=== REQUEST ===
Render every line of the listing below as a JSON list of strings, one string per line, omitting blank lines.

=== SUPPLIED INFORMATION ===
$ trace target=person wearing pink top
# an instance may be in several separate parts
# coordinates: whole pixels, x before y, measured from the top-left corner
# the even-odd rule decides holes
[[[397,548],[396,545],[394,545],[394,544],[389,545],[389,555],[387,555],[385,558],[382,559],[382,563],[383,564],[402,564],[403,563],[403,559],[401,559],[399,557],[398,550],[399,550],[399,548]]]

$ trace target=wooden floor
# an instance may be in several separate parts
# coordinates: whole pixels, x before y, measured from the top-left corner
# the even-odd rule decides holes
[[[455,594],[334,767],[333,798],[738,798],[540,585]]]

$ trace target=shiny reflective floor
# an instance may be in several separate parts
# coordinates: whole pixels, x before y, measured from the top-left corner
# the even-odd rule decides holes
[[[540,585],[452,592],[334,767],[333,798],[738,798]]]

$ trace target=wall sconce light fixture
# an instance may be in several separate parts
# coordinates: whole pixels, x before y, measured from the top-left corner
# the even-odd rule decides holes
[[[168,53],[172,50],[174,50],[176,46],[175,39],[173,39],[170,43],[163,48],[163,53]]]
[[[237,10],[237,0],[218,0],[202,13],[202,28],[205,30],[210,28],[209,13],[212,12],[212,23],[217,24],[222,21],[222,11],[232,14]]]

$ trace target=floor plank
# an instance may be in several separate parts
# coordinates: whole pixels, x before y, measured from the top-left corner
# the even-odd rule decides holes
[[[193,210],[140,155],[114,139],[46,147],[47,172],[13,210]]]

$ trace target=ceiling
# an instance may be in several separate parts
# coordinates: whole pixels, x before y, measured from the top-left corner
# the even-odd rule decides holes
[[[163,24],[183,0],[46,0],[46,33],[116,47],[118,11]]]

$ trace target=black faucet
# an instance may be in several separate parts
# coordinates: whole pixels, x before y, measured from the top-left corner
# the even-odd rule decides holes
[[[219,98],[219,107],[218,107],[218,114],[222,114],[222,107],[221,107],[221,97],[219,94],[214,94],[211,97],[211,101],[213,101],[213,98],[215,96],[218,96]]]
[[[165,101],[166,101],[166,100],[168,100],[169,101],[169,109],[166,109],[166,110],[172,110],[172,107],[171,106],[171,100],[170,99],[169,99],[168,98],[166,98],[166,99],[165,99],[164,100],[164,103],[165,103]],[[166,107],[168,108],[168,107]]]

=== THE RESULT ===
[
  "$ trace target=person wearing pink top",
  "# an instance may be in several separate parts",
  "# coordinates: whole pixels, x before y, measured from the top-left corner",
  "# the even-odd rule decides holes",
  "[[[397,548],[396,545],[394,545],[394,544],[389,545],[389,555],[387,555],[385,558],[382,559],[382,563],[383,564],[402,564],[403,563],[403,559],[401,559],[399,557],[398,550],[399,550],[399,548]]]",
  "$ trace target=wooden floor",
  "# an instance may be in several separate parts",
  "# coordinates: whole pixels, x before y, measured from the top-left corner",
  "# the even-odd rule decides holes",
  "[[[455,594],[334,767],[333,798],[738,798],[540,585]]]",
  "$ trace target=shiny reflective floor",
  "# an instance may be in several separate parts",
  "# coordinates: whole pixels, x before y, measured from the top-left corner",
  "# the even-odd rule decides holes",
  "[[[540,585],[452,592],[334,767],[333,798],[738,798]]]",
  "$ trace target=wall sconce light fixture",
  "# an instance may be in several separate parts",
  "# coordinates: whole pixels, x before y, measured from the top-left corner",
  "# the even-odd rule decides holes",
  "[[[168,53],[172,50],[174,50],[176,46],[175,39],[173,39],[170,43],[163,48],[163,53]]]",
  "[[[237,10],[237,0],[218,0],[202,13],[202,28],[205,30],[210,28],[209,13],[212,12],[212,23],[217,24],[222,21],[222,11],[232,14]]]",
  "$ trace target=floor plank",
  "# an instance may be in several separate parts",
  "# coordinates: whole pixels, x before y, measured from the top-left corner",
  "# the even-odd rule decides holes",
  "[[[193,210],[140,155],[114,139],[46,147],[47,172],[13,210]]]",
  "$ trace target=ceiling",
  "# an instance may be in several separate parts",
  "# coordinates: whole pixels, x before y, measured from the top-left corner",
  "# the even-odd rule decides holes",
  "[[[163,24],[183,0],[46,0],[46,33],[116,47],[118,11]]]",
  "$ trace target=black faucet",
  "# an instance may be in several separate parts",
  "# coordinates: whole pixels, x before y, measured from the top-left corner",
  "# the even-odd rule decides holes",
  "[[[219,98],[219,107],[218,107],[218,114],[222,114],[222,107],[221,107],[221,97],[219,94],[214,94],[211,97],[211,101],[213,101],[213,98],[215,96],[218,96]]]",
  "[[[165,101],[166,101],[166,100],[168,100],[169,101],[169,109],[166,109],[166,110],[172,110],[172,107],[171,106],[171,100],[170,99],[169,99],[168,98],[166,98],[166,99],[165,99],[164,100],[164,103],[165,103]],[[166,107],[168,108],[168,107]]]"
]